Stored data
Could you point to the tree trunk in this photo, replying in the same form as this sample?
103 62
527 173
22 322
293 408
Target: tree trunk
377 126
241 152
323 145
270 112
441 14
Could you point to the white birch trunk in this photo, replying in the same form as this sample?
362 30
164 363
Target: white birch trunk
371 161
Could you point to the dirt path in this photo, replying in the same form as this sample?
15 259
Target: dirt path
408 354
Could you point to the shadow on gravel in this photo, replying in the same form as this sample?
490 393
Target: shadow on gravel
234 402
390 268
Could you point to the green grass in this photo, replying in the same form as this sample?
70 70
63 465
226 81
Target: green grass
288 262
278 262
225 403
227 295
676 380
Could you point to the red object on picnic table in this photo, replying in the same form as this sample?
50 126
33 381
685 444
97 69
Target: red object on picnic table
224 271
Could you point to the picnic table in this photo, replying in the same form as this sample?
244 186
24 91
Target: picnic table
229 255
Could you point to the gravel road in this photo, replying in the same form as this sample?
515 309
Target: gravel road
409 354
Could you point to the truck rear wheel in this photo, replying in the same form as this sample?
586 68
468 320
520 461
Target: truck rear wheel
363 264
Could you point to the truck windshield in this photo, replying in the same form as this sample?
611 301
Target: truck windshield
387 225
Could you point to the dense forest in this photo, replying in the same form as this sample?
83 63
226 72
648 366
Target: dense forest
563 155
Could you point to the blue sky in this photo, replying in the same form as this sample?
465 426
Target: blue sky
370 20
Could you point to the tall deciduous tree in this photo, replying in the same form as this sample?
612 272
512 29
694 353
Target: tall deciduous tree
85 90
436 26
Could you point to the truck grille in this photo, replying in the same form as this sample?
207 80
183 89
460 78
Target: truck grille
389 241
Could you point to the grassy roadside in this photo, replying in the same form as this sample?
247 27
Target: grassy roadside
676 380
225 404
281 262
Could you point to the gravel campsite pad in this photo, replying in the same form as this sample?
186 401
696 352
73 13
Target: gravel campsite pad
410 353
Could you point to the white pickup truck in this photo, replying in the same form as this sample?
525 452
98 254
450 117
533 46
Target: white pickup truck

» WHAT IS EXPECTED
Could you print all of the data above once more, unaltered?

» ANSWER SPACE
Could you point to the tree trunk in this photo, replying in the same form as this sample?
103 62
527 173
22 322
293 408
Target: tree trunk
377 126
241 152
323 145
270 112
441 14
Could you point to the white birch trunk in this photo, replying in the same form as this sample?
362 30
164 363
Target: white birch trunk
371 161
Could you point to the dirt path in this photo, replying in the same form as this sample?
15 259
Target: dirt path
408 354
Could you point to the shadow on gravel in this photo, replying in the same form as this sample?
490 393
Target: shadow on gravel
234 402
390 268
Could you point to the green grass in this photo, replying in the same form as this sample?
70 70
63 465
226 81
Target: green grass
288 262
278 262
225 403
227 295
676 380
Could you point to the red object on picnic table in this photo, replying in the same form as this sample?
50 126
33 381
685 444
97 69
Target: red object on picnic table
224 271
Could you point to the picnic table in this photo, replying in the same form as this sample?
244 186
24 91
Target: picnic table
229 255
Could you point to the gravel road in this photo, replying in the same form as this sample?
515 309
Target: gravel road
409 354
Could you point to the truck rear wheel in this photo, replying in the same form as this sample?
586 68
468 320
520 461
Target: truck rear wheel
363 264
Could you point to the truck windshield in this photo, replying in the same form as this sample?
611 301
Target: truck windshield
387 225
Could you point to the dense forest in this photo, replying in the same form as this sample?
83 63
226 72
648 366
Target: dense forest
563 155
Could you point to the blue sky in this photo, replying in the same form as this sample?
465 426
Target: blue sky
370 20
Could you point to the tall deciduous tree in this photo, replying in the same form as this sample?
612 272
512 29
694 353
Target: tall deciduous tree
85 90
436 26
Could you point to the truck grille in this photo, replying in the same form as this sample?
207 80
183 89
460 78
Target: truck grille
389 241
Could you point to the grassy roadside in this photo, replying in the same form as this sample?
247 27
Target: grassy roadside
676 380
225 404
281 262
Could you point to the gravel campsite pad in this photo, replying in the same form as this sample?
186 401
696 352
73 13
Target: gravel campsite pad
410 353
Could you point to the white pickup truck in this photo, replying in the same form as this sample?
525 452
98 254
450 117
533 46
Target: white pickup truck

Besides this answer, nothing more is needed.